- **Problem**
Transcribe all of the data below line for line, without alteration, and omit the pictures from your answer.

--- Begin The input ---

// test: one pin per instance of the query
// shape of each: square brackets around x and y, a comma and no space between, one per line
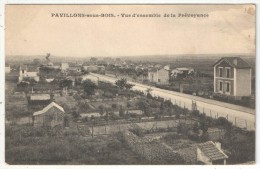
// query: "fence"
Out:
[237,118]
[152,126]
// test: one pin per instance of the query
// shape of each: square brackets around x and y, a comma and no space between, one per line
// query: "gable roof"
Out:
[40,97]
[47,108]
[211,151]
[236,62]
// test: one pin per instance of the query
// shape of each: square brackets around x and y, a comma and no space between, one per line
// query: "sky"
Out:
[30,30]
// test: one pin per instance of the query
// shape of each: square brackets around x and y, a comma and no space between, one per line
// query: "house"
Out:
[28,71]
[159,76]
[50,116]
[64,66]
[210,153]
[7,68]
[232,77]
[91,77]
[39,100]
[181,71]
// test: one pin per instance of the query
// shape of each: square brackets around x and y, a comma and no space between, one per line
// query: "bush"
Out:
[195,113]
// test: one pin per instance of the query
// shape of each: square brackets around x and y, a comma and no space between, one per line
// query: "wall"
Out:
[243,82]
[201,157]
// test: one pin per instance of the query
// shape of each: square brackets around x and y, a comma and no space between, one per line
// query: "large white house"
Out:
[232,77]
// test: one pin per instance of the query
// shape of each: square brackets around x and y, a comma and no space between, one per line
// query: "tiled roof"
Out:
[211,151]
[44,110]
[236,62]
[32,68]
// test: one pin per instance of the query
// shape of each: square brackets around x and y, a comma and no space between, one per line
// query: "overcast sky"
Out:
[30,30]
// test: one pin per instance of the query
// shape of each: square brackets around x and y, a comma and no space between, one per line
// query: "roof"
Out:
[32,68]
[40,97]
[44,110]
[236,62]
[211,151]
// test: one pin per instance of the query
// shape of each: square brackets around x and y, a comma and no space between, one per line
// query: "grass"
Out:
[67,150]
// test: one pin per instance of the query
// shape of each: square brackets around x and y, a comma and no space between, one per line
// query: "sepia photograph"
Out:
[135,84]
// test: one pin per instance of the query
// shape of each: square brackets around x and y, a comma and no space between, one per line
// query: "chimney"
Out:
[235,61]
[218,145]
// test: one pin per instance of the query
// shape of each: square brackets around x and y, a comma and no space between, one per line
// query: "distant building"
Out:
[94,68]
[64,66]
[181,71]
[51,116]
[28,71]
[7,68]
[91,77]
[210,153]
[159,76]
[39,100]
[232,76]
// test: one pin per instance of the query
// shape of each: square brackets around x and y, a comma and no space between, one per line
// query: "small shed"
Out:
[210,153]
[52,115]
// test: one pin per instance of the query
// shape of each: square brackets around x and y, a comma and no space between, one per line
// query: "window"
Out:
[228,88]
[220,72]
[228,72]
[220,86]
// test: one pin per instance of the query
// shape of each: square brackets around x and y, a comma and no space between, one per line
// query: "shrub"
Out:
[195,113]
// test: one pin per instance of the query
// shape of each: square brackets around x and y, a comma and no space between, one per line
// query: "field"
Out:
[67,149]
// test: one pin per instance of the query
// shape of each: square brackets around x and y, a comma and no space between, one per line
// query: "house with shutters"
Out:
[232,77]
[29,72]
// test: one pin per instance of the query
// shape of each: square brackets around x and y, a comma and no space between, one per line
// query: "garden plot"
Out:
[69,101]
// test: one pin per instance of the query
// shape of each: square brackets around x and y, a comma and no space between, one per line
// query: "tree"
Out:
[101,108]
[114,106]
[144,106]
[89,87]
[121,111]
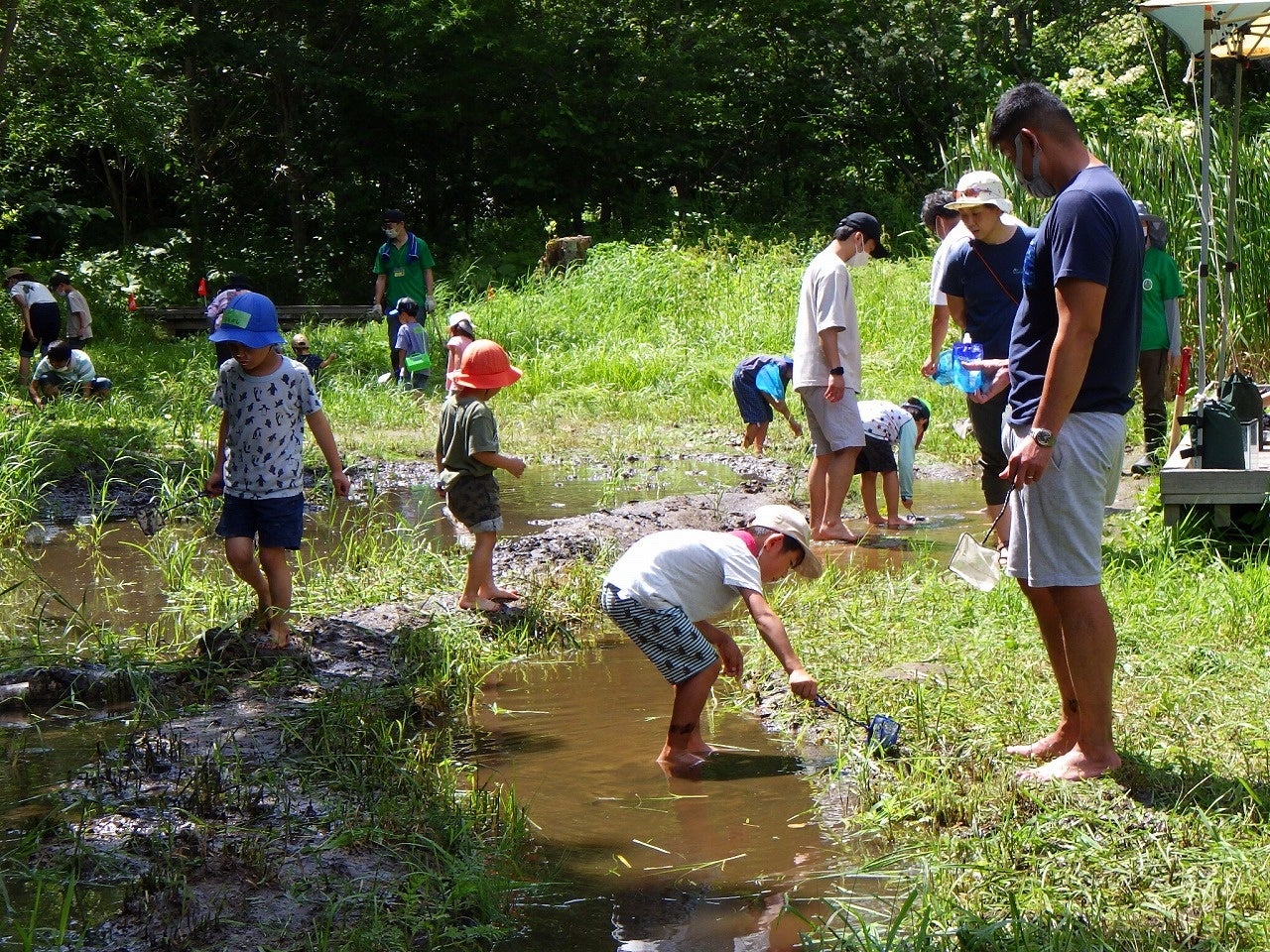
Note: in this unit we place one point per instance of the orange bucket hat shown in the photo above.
(485, 367)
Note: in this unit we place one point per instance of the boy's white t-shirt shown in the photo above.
(32, 293)
(697, 570)
(76, 304)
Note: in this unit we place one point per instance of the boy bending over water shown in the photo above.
(667, 585)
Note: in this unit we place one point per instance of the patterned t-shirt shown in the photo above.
(266, 428)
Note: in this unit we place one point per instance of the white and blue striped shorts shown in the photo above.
(666, 636)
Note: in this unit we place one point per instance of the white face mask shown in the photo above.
(860, 258)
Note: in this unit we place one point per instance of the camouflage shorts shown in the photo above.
(474, 502)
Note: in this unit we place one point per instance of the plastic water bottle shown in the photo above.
(944, 368)
(966, 381)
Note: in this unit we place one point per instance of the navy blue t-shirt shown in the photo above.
(989, 303)
(1091, 232)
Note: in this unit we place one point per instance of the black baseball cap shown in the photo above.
(867, 226)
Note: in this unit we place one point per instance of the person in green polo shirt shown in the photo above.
(403, 268)
(1161, 334)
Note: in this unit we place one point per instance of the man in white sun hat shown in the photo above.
(983, 284)
(667, 587)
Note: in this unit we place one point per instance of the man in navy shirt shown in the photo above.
(1072, 358)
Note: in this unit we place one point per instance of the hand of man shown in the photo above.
(803, 684)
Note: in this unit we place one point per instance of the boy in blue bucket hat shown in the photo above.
(264, 399)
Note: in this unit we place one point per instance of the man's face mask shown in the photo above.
(860, 258)
(1037, 186)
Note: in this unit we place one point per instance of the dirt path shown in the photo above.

--- End The input ---

- **Written response**
// test: one pin per instance of the query
// shape of each: square brackets around x and y, a comma and no space between, one per line
// query: "fence"
Out:
[237,118]
[152,126]
// test: one pin per instance of the query
// shape of each: square brackets around x and y, a comma and no space between, one per line
// query: "gable roof"
Out:
[40,97]
[47,108]
[211,151]
[236,62]
// test: one pin per instance of the query
// shape of each: square brackets around x and y, a comma and no space between, one per line
// query: "sky"
Out:
[30,30]
// test: one pin per instance of the query
// shape of each: square brackets around x and y, a comma and no space between, one per line
// query: "house"
Out:
[28,71]
[159,76]
[50,116]
[64,66]
[210,153]
[7,68]
[232,77]
[91,77]
[39,100]
[181,71]
// test: one pin per instance of the query
// shape of each: square brackets around x and y, a comma and no space between, one per line
// query: "bush"
Out:
[195,113]
// test: one pin per instance of the query
// shape of each: square brackets around x and y, a comma and no space between, one per line
// query: "wall"
Out:
[243,82]
[201,157]
// test: one pin per instance of the query
// shape of each: square brackets around x and y, a comma and no space between, one per line
// query: "large white house"
Out:
[232,77]
// test: one pin per instance of the query
// shape of each: square brackets around x and y, a comma and no space between, one per line
// query: "tiled roof"
Out:
[211,151]
[44,110]
[236,62]
[32,68]
// test: one pin per instance of the query
// shape of each: square brackets around x and y, a comma and no space between, one per line
// query: "overcast sky"
Out:
[30,30]
// test: one pin per instance of the query
// shape of each: square brackets around x and y, a comma and no space between, one per line
// query: "roof"
Out:
[32,68]
[40,97]
[44,110]
[236,62]
[211,151]
// test: one pin per instance of the query
// shape of each: square brackets around x and y, a comma and no space between, one per line
// query: "grass"
Out:
[67,150]
// test: one pin per instance of the query
// shape of each: square brackets around x and y, a comma and no space between, one per line
// query: "sepia photograph"
Out:
[135,84]
// test: one pin per instance of the query
// shape of each: square brackets around x and y, a comma and no space between, one per line
// query: "chimney"
Out:
[235,61]
[218,145]
// test: one pin per instance of the query
// shape of each: square brackets around x and y, a comma and no space between, one per line
// query: "distant building"
Out:
[94,68]
[64,66]
[181,71]
[51,116]
[28,71]
[7,68]
[91,77]
[210,153]
[159,76]
[39,100]
[232,76]
// test: one pin per instance of the query
// shape of each: square brackets around x and y, a comma and no space between, one per line
// query: "small shed"
Out:
[210,153]
[52,115]
// test: one pin per instance of the query
// shape of each: square brackets around x and y, a comma and no space between, one per line
// query: "window"
Out:
[228,88]
[220,72]
[228,72]
[220,86]
// test: one pin per instance of the query
// shape of each: square brackets around x and y, a comma and no space between, one per line
// query: "shrub"
Out:
[195,113]
// test: one pin per instance of the query
// shape of each: square brackets around x and y, a comma and no space between, one per line
// query: "field"
Out:
[67,149]
// test: one pin per instance of the query
// shape of each: square brackets around x and y, a comma and no space between, one per line
// query: "house with shutters"
Out:
[232,77]
[29,72]
// test: one pin per instance of the query
// shape of each: square brackets around x and y, a comma and no space between, one per line
// query: "garden plot"
Out:
[69,101]
// test: one pin per instance of the query
// shape of each: square brackets around x and y, a comma and no space between, one per line
// query: "tree"
Out:
[101,108]
[114,106]
[144,106]
[89,87]
[121,111]
Note: in this unit we place one point per instance of the orange bucket hat shown in the photo above.
(485, 367)
Note: in this unit we place one point per instance of the boy's white t-shirt shown in the photo above.
(32, 293)
(697, 570)
(76, 304)
Note: in this unit we place one point per instance of the boy bending over water shown in the photo above.
(667, 585)
Note: in this unit we place one point per instance of the patterned t-shirt shown in the photo above.
(266, 428)
Note: in this unit we place one point per instance of the white and blue striped shorts shown in the photo above.
(666, 636)
Note: in this unit we place one point per instance of the white face mask shown in the photo above.
(860, 258)
Note: in this unit we place one point per instance of the camouflage shorts shown in the photo above.
(474, 502)
Note: in this unit we place one point per instance of the plastic water bottle shown in the photo above.
(944, 368)
(966, 381)
Note: in this unit we place one point per instance of the navy blue t-shirt shown in the photo above.
(989, 303)
(1091, 232)
Note: in this unit we place one point per instance of the black baseball cap shown in the photo above.
(867, 226)
Note: in this unit we place one point per instance of the person in green polo shirt shown in the photo above.
(403, 268)
(1161, 334)
Note: in this unit we place one point per instance of the man in white sun hat shown in the photo above.
(983, 284)
(667, 587)
Note: in this unit we place one point per instance of the man in navy shirt shown in the photo above.
(1072, 358)
Note: in this unit we place one point per instance of the hand of man shown in the photo above.
(803, 684)
Note: in this unit we place one point per instance of the boy in blue bucket hat shown in the photo above.
(264, 399)
Note: in this unit we place one point per instance of the man's face mask shown in the photo above.
(860, 258)
(1037, 186)
Note: in this unit we place one point per instance of the dirt path shown in the photo above.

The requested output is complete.